Records of labeled points
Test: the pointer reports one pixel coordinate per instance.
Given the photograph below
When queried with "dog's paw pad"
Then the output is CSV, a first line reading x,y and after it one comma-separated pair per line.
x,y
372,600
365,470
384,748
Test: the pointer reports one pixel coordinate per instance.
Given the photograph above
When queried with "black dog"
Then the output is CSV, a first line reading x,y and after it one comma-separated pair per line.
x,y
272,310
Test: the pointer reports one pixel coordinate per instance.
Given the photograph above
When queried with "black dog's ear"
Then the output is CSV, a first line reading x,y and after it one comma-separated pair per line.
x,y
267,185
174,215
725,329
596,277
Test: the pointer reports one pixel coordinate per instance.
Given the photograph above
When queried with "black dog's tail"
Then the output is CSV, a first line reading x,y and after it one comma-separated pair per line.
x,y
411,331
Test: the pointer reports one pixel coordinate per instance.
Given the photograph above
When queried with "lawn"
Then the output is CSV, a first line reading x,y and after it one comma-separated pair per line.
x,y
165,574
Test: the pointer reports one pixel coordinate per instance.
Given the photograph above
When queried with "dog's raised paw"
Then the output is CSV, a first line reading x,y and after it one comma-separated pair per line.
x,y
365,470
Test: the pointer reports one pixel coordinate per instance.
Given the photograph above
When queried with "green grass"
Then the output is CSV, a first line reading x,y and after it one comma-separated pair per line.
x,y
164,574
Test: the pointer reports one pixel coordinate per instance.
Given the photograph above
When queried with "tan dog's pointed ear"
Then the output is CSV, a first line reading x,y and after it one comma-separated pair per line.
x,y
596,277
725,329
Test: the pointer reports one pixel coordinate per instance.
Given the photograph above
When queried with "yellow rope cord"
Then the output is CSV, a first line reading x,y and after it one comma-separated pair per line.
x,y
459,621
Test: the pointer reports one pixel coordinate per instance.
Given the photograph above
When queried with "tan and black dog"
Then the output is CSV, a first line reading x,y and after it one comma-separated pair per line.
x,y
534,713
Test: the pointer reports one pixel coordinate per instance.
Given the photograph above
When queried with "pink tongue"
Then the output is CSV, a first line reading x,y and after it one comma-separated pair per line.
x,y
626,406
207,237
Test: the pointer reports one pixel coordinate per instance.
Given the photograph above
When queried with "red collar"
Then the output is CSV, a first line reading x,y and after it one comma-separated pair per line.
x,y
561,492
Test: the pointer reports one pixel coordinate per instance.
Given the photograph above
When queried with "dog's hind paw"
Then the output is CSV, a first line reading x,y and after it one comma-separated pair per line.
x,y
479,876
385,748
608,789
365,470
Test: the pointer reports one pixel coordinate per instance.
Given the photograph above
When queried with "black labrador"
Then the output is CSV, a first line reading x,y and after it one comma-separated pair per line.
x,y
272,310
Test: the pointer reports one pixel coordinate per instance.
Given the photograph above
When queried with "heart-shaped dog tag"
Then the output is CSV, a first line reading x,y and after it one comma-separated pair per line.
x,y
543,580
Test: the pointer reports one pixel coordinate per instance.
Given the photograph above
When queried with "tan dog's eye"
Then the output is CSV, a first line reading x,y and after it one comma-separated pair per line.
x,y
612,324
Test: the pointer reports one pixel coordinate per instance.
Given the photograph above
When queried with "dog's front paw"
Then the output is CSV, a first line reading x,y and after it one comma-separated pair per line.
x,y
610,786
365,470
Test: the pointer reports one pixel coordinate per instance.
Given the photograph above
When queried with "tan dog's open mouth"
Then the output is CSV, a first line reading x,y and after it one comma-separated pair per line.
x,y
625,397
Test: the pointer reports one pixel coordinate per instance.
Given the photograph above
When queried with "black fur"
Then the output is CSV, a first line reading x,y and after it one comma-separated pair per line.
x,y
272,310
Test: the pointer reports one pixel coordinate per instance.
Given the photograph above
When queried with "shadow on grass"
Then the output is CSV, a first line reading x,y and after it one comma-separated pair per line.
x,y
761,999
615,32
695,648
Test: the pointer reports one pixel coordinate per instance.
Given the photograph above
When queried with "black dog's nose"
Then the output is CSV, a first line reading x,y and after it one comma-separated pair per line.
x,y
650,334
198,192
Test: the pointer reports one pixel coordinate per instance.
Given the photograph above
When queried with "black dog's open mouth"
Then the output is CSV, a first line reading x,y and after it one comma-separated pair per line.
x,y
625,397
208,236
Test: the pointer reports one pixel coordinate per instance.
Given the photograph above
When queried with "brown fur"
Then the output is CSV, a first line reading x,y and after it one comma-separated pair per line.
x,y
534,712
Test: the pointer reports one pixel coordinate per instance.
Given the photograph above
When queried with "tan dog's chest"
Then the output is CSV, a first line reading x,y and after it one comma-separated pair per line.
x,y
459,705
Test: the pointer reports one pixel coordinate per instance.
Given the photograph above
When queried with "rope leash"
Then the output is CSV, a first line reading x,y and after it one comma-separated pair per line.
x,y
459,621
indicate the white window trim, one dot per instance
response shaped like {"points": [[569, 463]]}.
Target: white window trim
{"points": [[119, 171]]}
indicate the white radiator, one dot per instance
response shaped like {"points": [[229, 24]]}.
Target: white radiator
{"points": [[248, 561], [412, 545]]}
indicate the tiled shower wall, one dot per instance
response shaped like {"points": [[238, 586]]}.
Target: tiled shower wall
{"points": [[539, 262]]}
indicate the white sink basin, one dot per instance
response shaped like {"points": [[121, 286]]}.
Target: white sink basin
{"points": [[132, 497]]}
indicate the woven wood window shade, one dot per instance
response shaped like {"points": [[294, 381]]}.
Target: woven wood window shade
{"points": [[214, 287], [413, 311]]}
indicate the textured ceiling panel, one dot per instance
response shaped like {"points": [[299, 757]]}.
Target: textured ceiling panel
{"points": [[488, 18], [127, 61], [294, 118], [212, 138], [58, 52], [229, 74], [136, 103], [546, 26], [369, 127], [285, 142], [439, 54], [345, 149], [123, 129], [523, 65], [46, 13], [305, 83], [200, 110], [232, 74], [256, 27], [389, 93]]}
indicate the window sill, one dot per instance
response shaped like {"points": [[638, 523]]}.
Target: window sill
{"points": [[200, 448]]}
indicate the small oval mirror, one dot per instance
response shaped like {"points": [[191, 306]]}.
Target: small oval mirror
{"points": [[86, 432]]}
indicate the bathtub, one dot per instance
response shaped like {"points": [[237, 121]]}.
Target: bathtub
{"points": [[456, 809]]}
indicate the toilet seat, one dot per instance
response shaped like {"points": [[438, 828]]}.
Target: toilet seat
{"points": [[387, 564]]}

**WHAT TO WORK ON**
Type the material above out again, exactly.

**ANSWER TO THE PROBLEM**
Test: the pointer reports one pixel coordinate per instance.
Given the photograph below
When queried with "dog's paw pad"
Then the output is CSV, a first line reading x,y and after it one comma-separated pair per line.
x,y
372,600
365,470
384,748
Test: the pointer reports one pixel coordinate per instance.
Given the photograph above
When queried with "black dog"
Then the output is CSV, a first line reading x,y and after it one comma-separated pair per line.
x,y
272,310
Test: the pointer reports one pixel coordinate per instance.
Given the photograph above
When queried with "black dog's ear"
Then the output is CSV, a first line reading x,y and after it one comma-separated pair per line.
x,y
267,185
174,215
725,329
596,277
Test: the pointer reports one pixel coordinate per instance.
Given the photograph above
When queried with "black dog's tail"
Then the output is CSV, a first line reading x,y and after it one comma-separated pair per line.
x,y
411,331
Test: the pointer reports one pixel coordinate per instance.
Given the photograph above
When queried with "lawn"
Then the output is CSV, a first line reading x,y and after it one comma-separated pair per line.
x,y
165,574
Test: the pointer reports one pixel coordinate per instance.
Given the photograph above
When queried with "dog's raised paw"
Then the output is CSV, a first line reading x,y and after it one comma-separated pair per line.
x,y
365,470
Test: the pointer reports one pixel coordinate per instance.
Given the photograph above
When queried with "green grass"
Then the output is CSV, a first line reading x,y and after it one comma-separated pair per line.
x,y
164,574
Test: the pointer reports one pixel coordinate per instance.
Given the photograph above
When queried with "tan dog's pointed ear"
Then the output is CSV, a first line reading x,y and after it one comma-separated pair per line.
x,y
596,277
725,329
Test: the pointer reports one pixel coordinate per instance.
Given the photograph above
When queried with "yellow rope cord"
Then the output is CSV, a first line reading x,y and after it one comma-separated pair per line.
x,y
459,621
Test: the pointer reports one pixel coordinate per instance.
Given the photograph above
When queried with "tan and black dog"
Then the output is CSV, a first line reading x,y and after it one comma-separated pair per line.
x,y
534,713
Test: the pointer reports one pixel coordinate per instance.
Given the photograph above
When queried with "pink tongue"
Then the output is CSV, a first line reading x,y and after it one comma-separated pair per line.
x,y
626,406
207,237
Test: the pointer reports one pixel coordinate per instance.
Given the photograph above
When queried with "red collar"
Then the output is CSV, a first line reading x,y and after it one comma-separated pair per line.
x,y
561,492
Test: the pointer reports one pixel coordinate per instance.
Given the photograph above
When queried with "dog's hind paw"
Then the output is CSV, a first line reading x,y and after it one comma-separated pair per line.
x,y
479,876
385,748
608,789
365,470
Test: the pointer reports one pixel coordinate per instance.
Given the photograph above
When queried with "black labrador"
Then the output is CSV, a first line reading x,y and after it one comma-separated pair per line.
x,y
272,310
Test: the pointer reports one pixel coordinate per instance.
Given the photograph above
When queried with "heart-shaped dog tag"
Then the output is CSV, a first line reading x,y and after it one comma-separated pair per line.
x,y
543,580
Test: the pointer reports one pixel coordinate per instance.
Given the photograph above
When queried with "tan dog's eye"
Then the output is CSV, a first line reading x,y and after it one comma-separated pair per line.
x,y
612,324
Test: the pointer reports one pixel coordinate per instance.
Given the photograph above
When queried with "dog's front paw"
Then the output is CSV, a first line reading x,y and after it one comma-separated pair per line.
x,y
610,786
365,470
Test: the pointer reports one pixel coordinate per instance.
Given the photograph above
When queried with "tan dog's open mouth"
Then the output is CSV, a first line reading x,y and after it one comma-separated pair per line.
x,y
625,397
Test: the pointer reports one pixel coordinate per instance.
Given the photograph above
When queried with "black fur"
Then the output is CSV, a first line reading x,y and after it one comma-separated pair per line.
x,y
272,310
Test: the pointer reports one pixel coordinate per instance.
Given the photograph above
When queried with "shadow on grass"
Then the output is CSV, a first line reading x,y and after it one comma-separated pair per line.
x,y
761,999
615,32
695,648
Test: the pointer reports one pixel coordinate per instance.
Given the photograph above
When queried with "black dog's nose"
Then the output is CSV, a first line reading x,y and after it one comma-separated pair per line.
x,y
650,334
198,192
Test: the pointer reports one pixel coordinate per instance.
Given the photograph above
When queried with "black dog's open mouth"
Then the output is CSV, a first line reading x,y and after it one comma-separated pair per line.
x,y
625,397
208,236
Test: the pointer reports one pixel coordinate per instance.
Given the photograph above
When queried with "brown fur"
Then the output is CSV, a first line reading x,y and after it one comma-separated pair per line.
x,y
534,712
Test: the pointer reports one pixel coordinate per instance.
Given the photograph above
When queried with "tan dog's chest"
Then the output is CSV, a first line reading x,y and after it one comma-separated pair per line.
x,y
459,705
Test: the pointer reports one pixel coordinate per instance.
Given the photograph above
When queried with "rope leash"
Then the output is CSV, a first line reading x,y and after it one comma-separated pair per line.
x,y
459,621
indicate the white window trim, one dot per instance
response shaped like {"points": [[569, 463]]}.
Target: white window trim
{"points": [[119, 171]]}
indicate the white radiator, one dot per instance
response shaped like {"points": [[229, 24]]}.
Target: white radiator
{"points": [[248, 561], [412, 545]]}
indicate the tiled shower wall, one dot per instance
response shaped like {"points": [[238, 586]]}.
Target: tiled shower wall
{"points": [[539, 262]]}
indicate the white sink basin, one dot per instance
response shaped like {"points": [[121, 286]]}.
Target: white sink basin
{"points": [[132, 497]]}
indicate the woven wood window shade, one dot per instance
response shaped like {"points": [[294, 381]]}.
Target: woven wood window shade
{"points": [[214, 287], [413, 311]]}
indicate the textured ceiling panel, one dot per instance
response shaped like {"points": [[299, 757]]}.
Target: textured ceiling panel
{"points": [[488, 18], [127, 61], [294, 118], [212, 138], [58, 52], [229, 74], [136, 103], [546, 26], [369, 127], [285, 142], [439, 54], [345, 149], [123, 129], [523, 65], [46, 13], [305, 83], [200, 110], [232, 74], [256, 27], [389, 93]]}
indicate the window sill, one dot per instance
response shaped like {"points": [[638, 523]]}.
Target: window sill
{"points": [[200, 448]]}
indicate the small oval mirror, one dot per instance
response shaped like {"points": [[191, 306]]}.
Target: small oval mirror
{"points": [[86, 432]]}
indicate the bathtub, one dot per instance
response shaped like {"points": [[237, 121]]}.
Target: bathtub
{"points": [[456, 809]]}
indicate the toilet seat, one dot per instance
response shaped like {"points": [[438, 828]]}.
Target: toilet seat
{"points": [[387, 564]]}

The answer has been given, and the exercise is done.